● **AIM A**: Write out the part of the report on Axis Bank shares from "In a filing" up to and including "crore, ET reported.", word for word.

NEW DELHI: Shares of Axis Bank climbed 3 per cent in Wednesday's trade after the private lender launched its Rs 10,000 crore qualified institutional placement (QIP) with a floor price of Rs 442.19 per share.

The floor price was at a 3 per cent premium to Tuesday's closing price of Rs 428.90 on BSE. The bank, however, said its committee of whole-time directors at its absolute discretion may offer a discount of not more than 5 per cent to the said floor price.

Following the development, the stock rose 2.74 per cent to hit a high of Rs 440.65 on BSE.


In a filing to BSE, the company said the committee would meet on Monday, August 10, to consider and approve, among other things, the issue price for the equity shares. The lender is looking to raise Rs 8,000 crore as the base deal size, with an option to increase the total funds raised by another Rs 2,000 crore, ET reported.

Location identification items:

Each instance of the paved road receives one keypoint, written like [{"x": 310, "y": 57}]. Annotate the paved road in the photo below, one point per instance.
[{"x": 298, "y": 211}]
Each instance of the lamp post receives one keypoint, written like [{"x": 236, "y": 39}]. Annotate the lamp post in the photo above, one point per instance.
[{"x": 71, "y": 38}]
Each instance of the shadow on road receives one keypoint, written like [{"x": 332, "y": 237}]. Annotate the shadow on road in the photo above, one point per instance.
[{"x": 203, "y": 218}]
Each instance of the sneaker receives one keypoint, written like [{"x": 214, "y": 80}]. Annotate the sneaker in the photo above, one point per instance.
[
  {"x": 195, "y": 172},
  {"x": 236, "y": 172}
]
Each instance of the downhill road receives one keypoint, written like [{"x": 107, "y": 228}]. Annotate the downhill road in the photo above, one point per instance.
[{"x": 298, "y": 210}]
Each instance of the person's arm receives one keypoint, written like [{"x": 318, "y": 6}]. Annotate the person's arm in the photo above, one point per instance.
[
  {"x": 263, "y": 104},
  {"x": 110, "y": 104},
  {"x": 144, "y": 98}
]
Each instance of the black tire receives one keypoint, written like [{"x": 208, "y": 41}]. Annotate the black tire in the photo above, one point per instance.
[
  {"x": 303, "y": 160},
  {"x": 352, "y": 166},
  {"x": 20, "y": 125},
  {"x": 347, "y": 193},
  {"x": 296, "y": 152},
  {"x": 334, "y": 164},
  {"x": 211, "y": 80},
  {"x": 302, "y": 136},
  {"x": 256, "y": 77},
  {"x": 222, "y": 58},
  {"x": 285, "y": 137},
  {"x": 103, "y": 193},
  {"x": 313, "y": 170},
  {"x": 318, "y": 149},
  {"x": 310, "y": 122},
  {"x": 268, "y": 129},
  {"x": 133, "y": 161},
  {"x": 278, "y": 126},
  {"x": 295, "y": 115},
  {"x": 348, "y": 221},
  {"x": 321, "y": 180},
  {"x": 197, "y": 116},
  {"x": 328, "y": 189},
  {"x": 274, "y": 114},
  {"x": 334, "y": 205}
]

● **AIM B**: Return, unchanged, only the lines of the records from the line with "Each instance of the black" up to and including the last line of the records.

● **TASK OUTPUT A**:
In a filing to BSE, the company said the committee would meet on Monday, August 10, to consider and approve, among other things, the issue price for the equity shares. The lender is looking to raise Rs 8,000 crore as the base deal size, with an option to increase the total funds raised by another Rs 2,000 crore, ET reported.

● **TASK OUTPUT B**:
Each instance of the black tire receives one keypoint, written like [{"x": 208, "y": 41}]. Annotate the black tire in the photo above, one point per instance.
[
  {"x": 303, "y": 160},
  {"x": 352, "y": 166},
  {"x": 20, "y": 125},
  {"x": 347, "y": 193},
  {"x": 296, "y": 152},
  {"x": 334, "y": 164},
  {"x": 211, "y": 80},
  {"x": 302, "y": 136},
  {"x": 256, "y": 77},
  {"x": 222, "y": 58},
  {"x": 285, "y": 137},
  {"x": 103, "y": 193},
  {"x": 313, "y": 170},
  {"x": 318, "y": 149},
  {"x": 310, "y": 122},
  {"x": 268, "y": 129},
  {"x": 133, "y": 161},
  {"x": 278, "y": 126},
  {"x": 295, "y": 115},
  {"x": 348, "y": 221},
  {"x": 321, "y": 180},
  {"x": 197, "y": 116},
  {"x": 328, "y": 189},
  {"x": 274, "y": 114},
  {"x": 334, "y": 205}
]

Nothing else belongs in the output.